— BEGIN Provided text —

• Quick note - the problem with Youtube videos not embedding on the forum appears to have been fixed, thanks to ZiprHead. If you do still see problems let me know.

Split Thread Atheism and lack of belief in the afterlife

Beauty: that which is pleasing to the eye. Same thing across cultures.

I dunno, I'm ok with disparate interpretations of a god, filtered through an individual or group's culture.

But, as you've already pointed out, it isn't the same thing across cultures.

What is god/beauty to one culture is different than what is god/beauty to another culture, and saying they're the same thing because you made the definition so nebulous as to have no meaning at all is...an invisible dragon in my garage type claim.



Which, as I've said since the original thread, works when you are refuting a specific God with claimed known attributes. It doesn't work against the broad concept of a god.

The invisible dragon doesn't work against ever broadening, changing descriptions of the concept of a god, you say? Are you certain you grasp the point of the analogy?
 
Yeah everything is a different version of everything if you define it as vaguely and special pleadingly as god.

Die Hard and Eraserhead are the same movie if you define movie as clearly as you do god.
 
Again so we don't get pulled into the weeds here's all I'm saying.

1. I'm allowed to say "There is no god" without modifying the phrasing into a wish-washy statement of belief and should get zero grief for phrasing it that.

2. I do not "not believe" in god and reject attempts to phrase it that way. God does not meet the requirement to even be a valid question.

3. Distinctions like "Do you believe in x or do you not believe there isn't an x?" are meaningless and not valid.

4. The First Cause, the First Mover, the Watchmakers, and others like it do not actually describe a god that anyone actually believes in an anyway that matters and I'm tired of god discussion only allowing the vague god of special pleadings into the discourse and not actual gods that people believe.

5. God is not a special concept that has be discussed differently from everything else.

6. No, not everyone believes in the same god but they just "perceive it differently." You can't just lump all gods together with all their variations and incompatibilities under one argument to make it easier.

7. No it is not "skeptical" or "intellectually honest" or "fair" or whatever to say "Well there is absolutely no evidence for god nor any reason to even think he exists, but still the right thing to do is go 'I don't know.'" The person screaming that there is a dragon in the garage and the person saying there isn't are not both being equally unreasonable.
 
Again so we don't get pulled into the weeds here's all I'm saying.

1. I'm allowed to say "There is no god" without modifying the phrasing into a wish-washy statement of belief and should get zero grief for phrasing it that.

2. I do not "not believe" in god and reject attempts to phrase it that way. God does not meet the requirement to even be a valid question.

3. Distinctions like "Do you believe in x or do you not believe there isn't an x?" are meaningless and not valid.

4. The First Cause, the First Mover, the Watchmakers, and others like it do not actually describe a god that anyone actually believes in an anyway that matters and I'm tired of god discussion only allowing the vague god of special pleadings into the discourse and not actual gods that people believe.

5. God is not a special concept that has be discussed differently from everything else.

6. No, not everyone believes in the same god but they just "perceive it differently." You can't just lump all gods together with all their variations and incompatibilities under one argument to make it easier.

7. No it is not "skeptical" or "intellectually honest" or "fair" or whatever to say "Well there is absolutely no evidence for god nor any reason to even think he exists, but still the right thing to do is go 'I don't know.'" The person screaming that there is a dragon in the garage and the person saying there isn't are not both being equally unreasonable.

— END Provided text —
— BEGIN Records supplied —

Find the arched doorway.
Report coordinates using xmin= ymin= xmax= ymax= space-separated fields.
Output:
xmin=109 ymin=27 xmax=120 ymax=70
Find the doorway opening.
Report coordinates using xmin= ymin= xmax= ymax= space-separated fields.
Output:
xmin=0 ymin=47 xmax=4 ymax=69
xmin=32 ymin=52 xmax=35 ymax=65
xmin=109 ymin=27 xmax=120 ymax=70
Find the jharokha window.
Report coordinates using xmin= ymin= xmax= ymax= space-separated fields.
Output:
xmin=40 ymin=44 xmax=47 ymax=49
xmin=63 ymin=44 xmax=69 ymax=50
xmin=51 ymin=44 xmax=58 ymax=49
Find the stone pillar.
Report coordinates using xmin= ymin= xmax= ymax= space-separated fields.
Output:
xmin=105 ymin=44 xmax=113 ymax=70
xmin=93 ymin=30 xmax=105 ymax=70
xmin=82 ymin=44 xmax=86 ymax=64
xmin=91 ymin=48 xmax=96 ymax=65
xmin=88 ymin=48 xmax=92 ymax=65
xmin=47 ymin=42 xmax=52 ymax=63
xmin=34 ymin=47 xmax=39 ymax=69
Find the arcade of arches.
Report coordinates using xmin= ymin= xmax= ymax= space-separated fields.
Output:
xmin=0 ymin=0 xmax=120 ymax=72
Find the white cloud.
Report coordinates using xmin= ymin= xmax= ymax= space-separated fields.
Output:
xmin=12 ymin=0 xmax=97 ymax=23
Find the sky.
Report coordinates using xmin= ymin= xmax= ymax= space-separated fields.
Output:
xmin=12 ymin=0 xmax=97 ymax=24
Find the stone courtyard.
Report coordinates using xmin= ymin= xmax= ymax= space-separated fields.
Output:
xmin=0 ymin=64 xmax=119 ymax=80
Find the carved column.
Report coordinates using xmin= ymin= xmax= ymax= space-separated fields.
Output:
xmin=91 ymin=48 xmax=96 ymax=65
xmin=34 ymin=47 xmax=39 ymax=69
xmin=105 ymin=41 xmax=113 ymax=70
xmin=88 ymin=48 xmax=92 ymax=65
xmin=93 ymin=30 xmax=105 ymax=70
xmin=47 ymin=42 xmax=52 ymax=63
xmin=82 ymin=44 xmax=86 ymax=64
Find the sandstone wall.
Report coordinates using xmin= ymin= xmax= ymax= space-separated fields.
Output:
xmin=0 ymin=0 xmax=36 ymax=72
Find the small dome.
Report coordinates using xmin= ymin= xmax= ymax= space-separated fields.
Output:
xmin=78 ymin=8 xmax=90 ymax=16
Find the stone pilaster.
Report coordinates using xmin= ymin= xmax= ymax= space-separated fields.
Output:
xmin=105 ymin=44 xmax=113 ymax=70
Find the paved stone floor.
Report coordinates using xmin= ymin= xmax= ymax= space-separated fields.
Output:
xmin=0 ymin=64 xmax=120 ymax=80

— END Records supplied —

- [Exercise brief]
Can you copy out the forum thread starting at "The invisible dragon" and ending at "you do god.", switching "Eraserhead" to "Casablanca"? The items stand apart from the forum thread and have no connection to it.

- [The reply]
The invisible dragon doesn't work against ever broadening, changing descriptions of the concept of a god, you say? Are you certain you grasp the point of the analogy?
 
Yeah everything is a different version of everything if you define it as vaguely and special pleadingly as god.

Die Hard and Casablanca are the same movie if you define movie as clearly as you do god.